◆ **What is required**
Print the data that follows, exactly and completely.

--- Data extracts ---

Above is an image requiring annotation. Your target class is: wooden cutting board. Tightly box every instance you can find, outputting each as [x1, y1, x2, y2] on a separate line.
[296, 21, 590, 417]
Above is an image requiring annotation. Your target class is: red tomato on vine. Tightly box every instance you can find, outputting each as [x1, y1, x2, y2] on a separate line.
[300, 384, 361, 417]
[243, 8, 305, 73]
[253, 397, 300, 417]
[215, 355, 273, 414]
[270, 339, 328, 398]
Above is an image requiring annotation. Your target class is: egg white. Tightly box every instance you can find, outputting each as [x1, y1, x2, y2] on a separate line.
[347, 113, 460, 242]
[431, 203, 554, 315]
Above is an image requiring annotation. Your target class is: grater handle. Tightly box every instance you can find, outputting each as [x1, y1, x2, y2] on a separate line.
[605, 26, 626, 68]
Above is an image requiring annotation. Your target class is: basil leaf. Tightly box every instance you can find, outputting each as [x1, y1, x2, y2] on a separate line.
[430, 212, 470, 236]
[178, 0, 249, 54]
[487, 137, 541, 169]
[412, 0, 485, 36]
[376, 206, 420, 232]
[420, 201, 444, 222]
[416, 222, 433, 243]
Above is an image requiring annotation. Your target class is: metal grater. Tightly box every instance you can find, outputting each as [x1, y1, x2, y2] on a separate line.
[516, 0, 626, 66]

---

◆ **Result of the task**
Above is an image requiring annotation. Your target class is: wooden cutting board. Tightly box every instance you can find, outputting each as [x1, y1, x2, y2] on a separate line.
[296, 21, 590, 417]
Above is an image requiring annotation. Your target class is: red tomato on vine. Tightly box every instance you can find, outputting each as [x1, y1, x2, y2] on a separate line.
[300, 384, 361, 417]
[243, 8, 305, 73]
[253, 397, 300, 417]
[215, 355, 273, 414]
[270, 339, 328, 398]
Above is an image requiring annotation. Your target class is: egg white. Tightly box every instance you can find, outputting each as [x1, y1, x2, y2] on a separate line.
[347, 113, 460, 242]
[431, 203, 554, 315]
Above is an image requiring annotation. Your target class is: grater handle. Tightly box every instance you can find, outputting each as [x1, y1, x2, y2] on a separate line.
[605, 26, 626, 68]
Above is an image requiring annotation. Your target class is: basil leaf. Tightly box every instance you can find, outputting each as [x1, y1, x2, y2] on a separate line.
[430, 212, 470, 236]
[178, 0, 249, 54]
[487, 137, 541, 169]
[412, 0, 485, 36]
[376, 206, 420, 232]
[420, 201, 444, 222]
[416, 222, 433, 243]
Above is an image requiring annotation. Your target class is: metal grater. Tightly box every instance you can find, outputting each as [x1, y1, x2, y2] on a separate line.
[516, 0, 626, 66]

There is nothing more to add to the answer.